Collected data
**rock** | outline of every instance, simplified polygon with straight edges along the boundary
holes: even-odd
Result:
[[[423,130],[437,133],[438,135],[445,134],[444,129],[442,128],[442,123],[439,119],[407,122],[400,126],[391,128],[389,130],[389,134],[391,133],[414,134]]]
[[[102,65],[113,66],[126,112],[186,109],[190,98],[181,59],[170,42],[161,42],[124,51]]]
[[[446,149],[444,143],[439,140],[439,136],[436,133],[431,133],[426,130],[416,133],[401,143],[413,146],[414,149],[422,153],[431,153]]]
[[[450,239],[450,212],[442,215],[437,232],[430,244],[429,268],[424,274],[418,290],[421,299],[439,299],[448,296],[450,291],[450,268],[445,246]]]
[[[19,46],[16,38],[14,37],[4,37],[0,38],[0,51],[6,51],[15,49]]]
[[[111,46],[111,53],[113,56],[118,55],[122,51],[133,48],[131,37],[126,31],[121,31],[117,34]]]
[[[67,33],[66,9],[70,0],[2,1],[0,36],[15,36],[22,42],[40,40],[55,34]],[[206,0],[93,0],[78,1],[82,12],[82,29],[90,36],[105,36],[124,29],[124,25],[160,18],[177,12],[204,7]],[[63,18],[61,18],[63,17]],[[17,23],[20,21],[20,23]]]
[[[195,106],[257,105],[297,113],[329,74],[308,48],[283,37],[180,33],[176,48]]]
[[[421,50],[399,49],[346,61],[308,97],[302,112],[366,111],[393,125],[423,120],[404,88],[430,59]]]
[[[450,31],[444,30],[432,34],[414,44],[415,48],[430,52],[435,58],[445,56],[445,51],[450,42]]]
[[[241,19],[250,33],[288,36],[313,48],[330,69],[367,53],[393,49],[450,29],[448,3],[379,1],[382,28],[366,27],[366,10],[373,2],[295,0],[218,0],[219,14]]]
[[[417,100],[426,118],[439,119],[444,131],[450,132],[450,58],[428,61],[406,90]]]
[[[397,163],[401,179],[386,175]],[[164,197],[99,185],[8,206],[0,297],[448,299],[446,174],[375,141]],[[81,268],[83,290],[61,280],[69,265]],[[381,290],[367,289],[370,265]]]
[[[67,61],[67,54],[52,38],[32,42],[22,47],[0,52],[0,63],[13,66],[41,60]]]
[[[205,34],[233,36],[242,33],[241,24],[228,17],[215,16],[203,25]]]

## [TASK TO CARRY OUT]
Where the line with "holes: even-odd" ends, your copy should end too; please return exactly the lines from the first line of the data through it.

## [RESPONSE TO THIS EXERCISE]
**rock** | outline of every instance, simplified polygon with straight edges along the boundary
holes: even-odd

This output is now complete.